DATASET EXCERPTS:
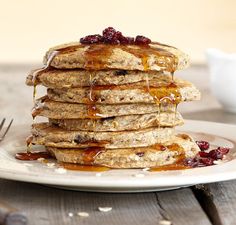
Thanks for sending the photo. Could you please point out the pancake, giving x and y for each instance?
(180, 147)
(140, 92)
(59, 110)
(121, 123)
(155, 56)
(70, 78)
(48, 135)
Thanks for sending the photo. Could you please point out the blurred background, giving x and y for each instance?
(30, 27)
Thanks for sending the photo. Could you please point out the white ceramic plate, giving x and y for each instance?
(121, 180)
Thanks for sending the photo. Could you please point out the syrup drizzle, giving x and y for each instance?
(96, 57)
(79, 167)
(30, 156)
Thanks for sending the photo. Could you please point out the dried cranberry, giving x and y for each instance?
(111, 36)
(223, 150)
(141, 40)
(203, 154)
(206, 161)
(215, 154)
(126, 40)
(140, 154)
(203, 145)
(91, 39)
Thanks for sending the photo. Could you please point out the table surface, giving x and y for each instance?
(202, 204)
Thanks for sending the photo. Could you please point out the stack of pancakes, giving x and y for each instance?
(113, 105)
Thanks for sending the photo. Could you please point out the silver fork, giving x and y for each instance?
(6, 130)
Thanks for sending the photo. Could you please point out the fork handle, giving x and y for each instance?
(11, 216)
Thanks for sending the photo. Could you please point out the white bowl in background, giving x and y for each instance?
(223, 77)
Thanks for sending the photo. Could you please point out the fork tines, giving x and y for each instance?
(7, 129)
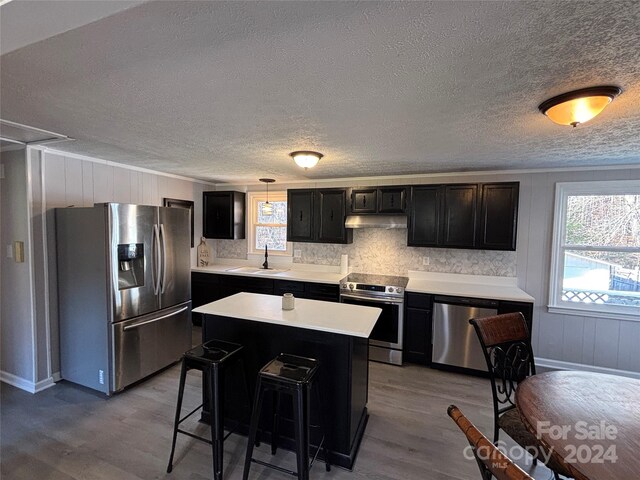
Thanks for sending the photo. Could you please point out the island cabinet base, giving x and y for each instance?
(342, 380)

TASK INSTRUCTIONS:
Copy every entry above word for word, leaving out the pictures.

OUTPUT BELOW:
Thanks for sending the photo. Could you please point out the pancake, giving x and y for each instance?
(180, 147)
(140, 92)
(59, 110)
(121, 123)
(155, 56)
(70, 78)
(48, 135)
Thanks for sending the photo. Could you please point out the blurred background, giving x and y for each instance?
(30, 27)
Thanks for sending the photo. Could you please point out the white ceramic plate, giving x and y for each instance?
(121, 180)
Thanks for sending the photo. Could you please point out the syrup drizzle, giving x and y for each instance?
(96, 57)
(79, 167)
(30, 156)
Thanks for sending the photo. Could you please point out the dried cranberry, giving x and y for each instance?
(111, 36)
(223, 150)
(141, 40)
(203, 154)
(206, 161)
(215, 154)
(126, 40)
(140, 154)
(203, 145)
(91, 39)
Thanks for sending the photo. Could you please point out the table surface, giving x and y for each instance?
(202, 204)
Thanks for sending the photo. Could you please point out the stack of pancakes, giving x and y for each instance?
(113, 105)
Thanks for sending the photo. Could you please point out the silver fork, giving x and y for each instance?
(6, 130)
Thanks for sending the photo. Could you please point out the fork handle, giving x and y for each instance?
(11, 216)
Thanks for sending the photo. Could you please point out the white bowl in background, giving x and y for each instance?
(223, 77)
Thanks for sending the photo. Could you please point out the fork tines, giving x and y for each instance?
(7, 129)
Thanks for sending the photo. Could you please point out the island cabinet base, giving x and y for each instance?
(342, 380)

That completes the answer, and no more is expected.